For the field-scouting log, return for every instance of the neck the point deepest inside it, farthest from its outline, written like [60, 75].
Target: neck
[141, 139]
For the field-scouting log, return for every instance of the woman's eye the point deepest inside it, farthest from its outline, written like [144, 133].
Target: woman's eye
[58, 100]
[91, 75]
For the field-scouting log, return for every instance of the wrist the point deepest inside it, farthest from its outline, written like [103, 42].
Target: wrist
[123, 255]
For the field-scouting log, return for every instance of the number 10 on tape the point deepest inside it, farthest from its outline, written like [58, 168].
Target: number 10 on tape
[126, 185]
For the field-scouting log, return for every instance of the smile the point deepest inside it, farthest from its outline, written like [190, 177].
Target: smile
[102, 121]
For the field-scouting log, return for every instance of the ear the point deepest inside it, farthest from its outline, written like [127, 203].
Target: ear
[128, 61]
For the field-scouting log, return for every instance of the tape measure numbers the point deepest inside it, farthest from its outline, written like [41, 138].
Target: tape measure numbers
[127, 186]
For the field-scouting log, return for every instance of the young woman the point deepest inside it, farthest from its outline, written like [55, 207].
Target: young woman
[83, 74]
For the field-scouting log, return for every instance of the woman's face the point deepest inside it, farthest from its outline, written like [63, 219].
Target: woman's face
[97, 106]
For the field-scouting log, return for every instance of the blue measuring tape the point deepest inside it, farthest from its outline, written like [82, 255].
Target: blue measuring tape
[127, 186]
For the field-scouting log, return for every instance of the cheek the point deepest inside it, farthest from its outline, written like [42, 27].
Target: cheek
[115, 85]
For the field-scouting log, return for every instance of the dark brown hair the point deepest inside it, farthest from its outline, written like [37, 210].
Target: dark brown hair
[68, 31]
┄┄┄┄┄┄┄┄┄┄┄┄┄┄┄┄┄┄┄┄
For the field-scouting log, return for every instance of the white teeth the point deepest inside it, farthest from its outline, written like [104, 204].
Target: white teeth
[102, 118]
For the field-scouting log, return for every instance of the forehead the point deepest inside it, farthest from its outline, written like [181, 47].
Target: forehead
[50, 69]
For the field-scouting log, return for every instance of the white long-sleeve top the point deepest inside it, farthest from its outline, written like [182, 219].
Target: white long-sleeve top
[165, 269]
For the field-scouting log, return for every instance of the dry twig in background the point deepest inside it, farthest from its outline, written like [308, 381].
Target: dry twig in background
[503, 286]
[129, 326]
┄┄┄┄┄┄┄┄┄┄┄┄┄┄┄┄┄┄┄┄
* _EXERCISE GOAL_: Using the records above, copy word for word the line with "like [55, 207].", the line with "like [82, 255].", and every line between them.

* _WORKED SOLUTION_:
For the field-scouting log, return for every instance of the young woman the point deepest inside it, farthest from its outline, written like [55, 207].
Target: young woman
[83, 74]
For the field-scouting log, return for every instance of the woman's face the point deepest inside it, farthest from its outline, written like [63, 219].
Target: woman's face
[97, 106]
For the field-scouting log, return for every instance of the blue measuring tape the point deepest inside it, farthest from its outline, written like [82, 255].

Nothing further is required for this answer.